Rewrite every line of the records below, offsetting both coordinates by 98 on each line that holds nothing but a point and leaving all other lines unchanged.

▶ _Records for this task_
__________

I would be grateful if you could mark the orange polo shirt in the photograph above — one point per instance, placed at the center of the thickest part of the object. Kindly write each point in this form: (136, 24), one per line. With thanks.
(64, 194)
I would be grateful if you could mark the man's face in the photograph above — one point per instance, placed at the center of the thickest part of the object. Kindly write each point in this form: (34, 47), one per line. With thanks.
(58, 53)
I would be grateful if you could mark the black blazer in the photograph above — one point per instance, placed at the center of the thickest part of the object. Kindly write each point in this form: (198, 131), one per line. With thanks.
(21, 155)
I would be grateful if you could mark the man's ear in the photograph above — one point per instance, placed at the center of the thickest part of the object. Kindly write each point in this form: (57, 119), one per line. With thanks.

__________

▶ _Reply to the exercise_
I would be grateful if you could mark the orange polo shirt in the photograph above — one point per instance, placed at the center of the thickest part of the object. Kindly write each point in this form: (136, 24), one per line. With thanks.
(162, 292)
I would be grateful if you could mark the man's face in the photograph above — one point per instance, placed at the center of the thickest part of the object. Kindly write each point in this form: (34, 47), one per line. With thanks.
(156, 151)
I would be grateful if you could mark the black blazer in the photograph above — one point per instance, placed at the center of the thickest part of the object. Kindly write each point in this form: (198, 131), one per line. With thanks.
(119, 253)
I would be grateful if you could mark the man's ear in the photograph above — one point per instance, placed at the center of the thickest part of the object. Kindly write each point in this form: (57, 119), one per line. With thanks.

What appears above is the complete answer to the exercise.